### GIVEN EXERCISE
Write out every line of the data below as a numbered list, with no blank lines and no pictures.

○ ○ ○ ○ ○

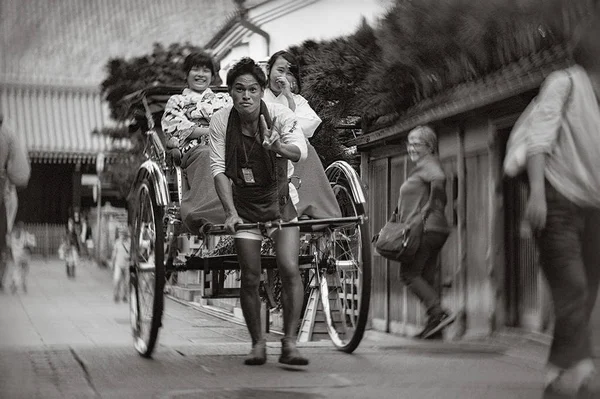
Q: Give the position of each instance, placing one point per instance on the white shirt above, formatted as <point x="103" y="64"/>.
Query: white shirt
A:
<point x="307" y="118"/>
<point x="286" y="125"/>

○ ○ ○ ○ ○

### RESPONSE TO THE TASK
1. Q: Give the position of each instance, placing one point per instance on the white shirt above, formatted as <point x="103" y="64"/>.
2. Query: white shirt
3. A:
4. <point x="307" y="118"/>
5. <point x="286" y="125"/>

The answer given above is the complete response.